## Requirement
Reproduce the items below with each "pavement" swapped for "sidewalk" and nothing else altered. Omit the pictures.

## Records provided
[Begin]
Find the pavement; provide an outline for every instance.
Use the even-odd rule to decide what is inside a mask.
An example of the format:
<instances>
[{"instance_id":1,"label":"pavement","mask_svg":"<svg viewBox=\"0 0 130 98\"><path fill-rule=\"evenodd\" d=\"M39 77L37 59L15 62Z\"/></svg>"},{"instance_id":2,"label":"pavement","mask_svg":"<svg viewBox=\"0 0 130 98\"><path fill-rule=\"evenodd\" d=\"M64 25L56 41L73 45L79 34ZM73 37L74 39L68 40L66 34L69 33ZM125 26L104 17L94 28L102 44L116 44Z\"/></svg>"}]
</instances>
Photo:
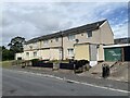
[End]
## Answer to this problem
Find the sidewalk; provide an outline for every instance.
Use the even-odd rule to decide what is inside a mask.
An example of the format:
<instances>
[{"instance_id":1,"label":"sidewalk","mask_svg":"<svg viewBox=\"0 0 130 98\"><path fill-rule=\"evenodd\" d=\"M39 77L37 59L15 62Z\"/></svg>"},{"instance_id":2,"label":"sidewalk","mask_svg":"<svg viewBox=\"0 0 130 98\"><path fill-rule=\"evenodd\" d=\"M64 25L56 41L73 45L79 34ZM73 37L74 39L68 40L66 34L69 33ZM125 26L104 17L94 28L102 44L116 44Z\"/></svg>"}]
</instances>
Photo:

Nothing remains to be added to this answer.